*** Opening Supplied text ***
Robert Vernon Garner Jr.

 United States

  • Date Of Death: December 26, 2019
  • State: Connecticut

Robert Vernon Garner Jr. (Bob), 84, of Hampton, Ct., died on December 26, 2019, at St. Joseph Living Center.   He is survived by his beloved wife and best friend of 59 years, Elizabeth (Betty) Garner nee Abel, and by his much-loved children, son Henry James Garner and his wife Michelle (Missy) So Garner;  daughter Anne Garner Curry and her husband Thomas Frederick Curry; son Robert Peter Garner;  son David Brewster Garner; and by his adored grandchildren and great grand- children, grandson Brewster James Curry and his wife Julia May Ives Curry; their children, great grandsons, Rudolf Wallace Inman and Thomas Milton Curry; and by granddaughters, Alison Elizabeth Curry and Greta Halleniece Garner.

Bob was born in Montclair, New Jersey, and grew up in Westwood, Massachusetts, son of the late Robert Vernon Garner, Sr. and Halleniece MacKenney Garner and brother of the late Laura Nancy Garner de Langavant.   He is survived by his brother-in-law Bernard de Langavant and by his five nieces and nephews.

Bob attended the University of Maine, especially enjoying the summer spent in the School of Forestry, but ended in choosing a career in aviation.  This he began by joining the Navy Reserve and studying aircraft mechanics at Boston University.  In 1957 he was commissioned a Naval Aviator and Officer and assigned to VP8, a patrol squadron on the East Coast.  Because of his hope to become a missionary pilot, he left the active Navy and attended Gordon College to form a base for his missionary life.  In 1960 he was married, graduated from Gordon and continued to study French at Middlebury Graduate School in Vermont.  As part of that program he went to Paris for a year where he was joined by his wife and two very young children and (in spite of that) acquired a Master of Arts degree in Modern Language in 1963.  Home again, he went on to a career in commercial aviation when he became a pilot for Pan American World Airways.  He continued flying as a “weekend warrior” in the Naval Reserve.  In the mid-sixties, upon hearing of an opportunity for helicopter training in the Army (and as he was being switched to “flying a desk” in the Naval Reserve), he enlisted in the Army, trained to fly helicopters, and joined the Rhode Island Air National Guard.

In retirement he spent his time working the land at his home on Sunset Hill, keeping fit by walking or cycling each day, but mostly by supporting his wife in providing a home and ‘round-the-clock program for their two autistic sons.  In other words, he kept busy! 

He continued in seeming good health until 2018 when, on a seriously hot day in July while riding his bike, he blacked out and took a nasty fall.  He came to while being life-starred to Hartford Hospital and upon seeing the pilot’s hand on the control, he knew where he must be and thought “uh oh, I must be in pretty big trouble!”  He was!  He had broken his neck, but surgery the next day was successful and at the end of the summer he was able to come home.  In 2019 he was diagnosed with cholangiocarcinoma.  In two hospitals and eventually at the St.
*** Closing Supplied text ***
Tasks to perform ->
a) According to the obituary, which airline did Bob fly for as a commercial pilot?
b) From the obituary, print the passage starting at "In retirement he" and ending at "eventually at the St.".
*** Opening Excerpted data ***
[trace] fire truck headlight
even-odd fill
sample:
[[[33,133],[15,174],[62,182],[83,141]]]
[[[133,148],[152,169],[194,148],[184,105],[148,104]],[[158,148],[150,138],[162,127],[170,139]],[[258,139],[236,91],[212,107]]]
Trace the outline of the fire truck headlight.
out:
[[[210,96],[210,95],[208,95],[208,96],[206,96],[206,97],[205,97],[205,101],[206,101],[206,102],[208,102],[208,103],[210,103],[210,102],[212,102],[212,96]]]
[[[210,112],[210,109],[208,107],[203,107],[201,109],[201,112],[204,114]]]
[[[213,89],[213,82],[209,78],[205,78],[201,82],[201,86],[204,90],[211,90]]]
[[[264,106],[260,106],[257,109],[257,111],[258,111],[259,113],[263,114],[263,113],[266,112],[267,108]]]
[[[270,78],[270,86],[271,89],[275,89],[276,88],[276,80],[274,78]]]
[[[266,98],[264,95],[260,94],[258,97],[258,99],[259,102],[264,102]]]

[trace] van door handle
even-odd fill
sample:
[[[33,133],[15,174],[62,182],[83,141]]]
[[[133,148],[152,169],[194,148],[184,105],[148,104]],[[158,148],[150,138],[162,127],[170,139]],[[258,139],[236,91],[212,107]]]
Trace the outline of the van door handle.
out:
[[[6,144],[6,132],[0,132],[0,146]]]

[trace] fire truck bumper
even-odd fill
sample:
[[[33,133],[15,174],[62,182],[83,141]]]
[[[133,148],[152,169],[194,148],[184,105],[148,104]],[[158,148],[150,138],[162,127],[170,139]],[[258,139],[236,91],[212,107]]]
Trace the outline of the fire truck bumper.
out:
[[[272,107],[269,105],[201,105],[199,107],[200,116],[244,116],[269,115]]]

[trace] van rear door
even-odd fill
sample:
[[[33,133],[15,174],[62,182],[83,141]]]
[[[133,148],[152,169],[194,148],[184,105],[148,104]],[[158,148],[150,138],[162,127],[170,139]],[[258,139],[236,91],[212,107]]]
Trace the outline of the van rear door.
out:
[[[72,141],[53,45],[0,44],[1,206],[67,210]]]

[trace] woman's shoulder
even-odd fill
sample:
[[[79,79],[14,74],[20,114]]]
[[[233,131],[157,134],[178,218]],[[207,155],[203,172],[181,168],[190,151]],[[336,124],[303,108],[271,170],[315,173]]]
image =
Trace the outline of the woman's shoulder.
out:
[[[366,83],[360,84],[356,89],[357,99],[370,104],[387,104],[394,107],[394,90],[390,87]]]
*** Closing Excerpted data ***
Solutions to each task ->
a) Pan American World Airways.

b)
In retirement he spent his time working the land at his home on Sunset Hill, keeping fit by walking or cycling each day, but mostly by supporting his wife in providing a home and ‘round-the-clock program for their two autistic sons.  In other words, he kept busy! 

He continued in seeming good health until 2018 when, on a seriously hot day in July while riding his bike, he blacked out and took a nasty fall.  He came to while being life-starred to Hartford Hospital and upon seeing the pilot’s hand on the control, he knew where he must be and thought “uh oh, I must be in pretty big trouble!”  He was!  He had broken his neck, but surgery the next day was successful and at the end of the summer he was able to come home.  In 2019 he was diagnosed with cholangiocarcinoma.  In two hospitals and eventually at the St.